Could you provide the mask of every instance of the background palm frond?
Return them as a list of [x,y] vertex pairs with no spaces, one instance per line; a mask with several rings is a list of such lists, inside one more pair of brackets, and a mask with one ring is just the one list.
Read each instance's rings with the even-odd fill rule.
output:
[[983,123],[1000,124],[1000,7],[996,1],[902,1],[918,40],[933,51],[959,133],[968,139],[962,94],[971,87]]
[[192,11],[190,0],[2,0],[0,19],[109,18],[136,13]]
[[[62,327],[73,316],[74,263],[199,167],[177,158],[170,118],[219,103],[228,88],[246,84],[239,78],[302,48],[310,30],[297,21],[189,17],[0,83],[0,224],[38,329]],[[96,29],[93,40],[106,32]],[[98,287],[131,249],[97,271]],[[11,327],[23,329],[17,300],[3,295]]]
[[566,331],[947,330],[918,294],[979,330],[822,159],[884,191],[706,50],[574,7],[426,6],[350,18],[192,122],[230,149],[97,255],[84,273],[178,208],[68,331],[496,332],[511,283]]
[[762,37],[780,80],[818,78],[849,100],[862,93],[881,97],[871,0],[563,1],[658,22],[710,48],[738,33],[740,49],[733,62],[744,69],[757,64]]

...

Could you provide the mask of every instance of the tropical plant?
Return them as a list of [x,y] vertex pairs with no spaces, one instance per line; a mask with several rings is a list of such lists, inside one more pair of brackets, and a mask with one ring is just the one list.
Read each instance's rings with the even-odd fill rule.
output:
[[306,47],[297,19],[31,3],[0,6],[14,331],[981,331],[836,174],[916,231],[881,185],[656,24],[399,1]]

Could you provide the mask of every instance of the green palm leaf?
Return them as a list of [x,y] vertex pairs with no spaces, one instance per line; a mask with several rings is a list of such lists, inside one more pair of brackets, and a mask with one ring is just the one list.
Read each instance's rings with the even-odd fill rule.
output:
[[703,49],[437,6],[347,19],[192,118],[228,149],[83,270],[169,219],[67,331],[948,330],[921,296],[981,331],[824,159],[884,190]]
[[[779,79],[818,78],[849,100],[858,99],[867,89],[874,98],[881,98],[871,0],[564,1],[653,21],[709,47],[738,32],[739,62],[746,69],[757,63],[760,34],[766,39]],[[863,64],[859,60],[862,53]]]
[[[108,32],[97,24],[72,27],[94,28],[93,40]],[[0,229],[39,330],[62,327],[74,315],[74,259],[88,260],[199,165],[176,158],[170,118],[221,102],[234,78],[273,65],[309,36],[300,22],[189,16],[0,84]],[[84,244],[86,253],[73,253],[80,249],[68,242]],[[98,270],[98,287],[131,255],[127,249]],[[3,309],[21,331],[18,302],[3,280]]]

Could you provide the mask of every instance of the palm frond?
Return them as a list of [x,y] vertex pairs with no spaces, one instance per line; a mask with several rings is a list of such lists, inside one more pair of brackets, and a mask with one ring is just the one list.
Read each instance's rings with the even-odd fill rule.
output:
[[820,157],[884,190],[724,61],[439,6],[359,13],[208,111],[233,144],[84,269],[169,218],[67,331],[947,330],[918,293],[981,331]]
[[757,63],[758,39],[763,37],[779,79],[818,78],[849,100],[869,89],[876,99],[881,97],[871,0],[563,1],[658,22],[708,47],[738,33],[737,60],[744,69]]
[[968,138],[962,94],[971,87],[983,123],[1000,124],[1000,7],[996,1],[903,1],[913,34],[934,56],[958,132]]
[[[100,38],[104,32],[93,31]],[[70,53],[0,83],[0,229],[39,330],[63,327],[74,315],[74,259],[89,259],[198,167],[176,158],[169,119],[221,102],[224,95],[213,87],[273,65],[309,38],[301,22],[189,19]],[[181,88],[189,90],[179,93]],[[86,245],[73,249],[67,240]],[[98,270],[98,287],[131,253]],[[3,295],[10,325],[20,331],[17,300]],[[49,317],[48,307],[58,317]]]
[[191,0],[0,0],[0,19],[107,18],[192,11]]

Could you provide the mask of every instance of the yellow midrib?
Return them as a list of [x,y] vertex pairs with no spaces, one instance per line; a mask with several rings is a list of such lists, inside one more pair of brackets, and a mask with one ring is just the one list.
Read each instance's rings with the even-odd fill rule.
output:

◆ **Set exercise**
Find every line in the listing above that contains the word "provide", matching case exactly, and copy each of those lines.

◆ **Reply**
Could you provide the mask of every instance of the background palm frond?
Could you provide the mask of every instance of the tropical plant?
Could you provide the mask of every instance of the green palm leaf?
Could you provide the mask of every instance of the palm frond?
Could you provide the mask of every instance of the yellow midrib?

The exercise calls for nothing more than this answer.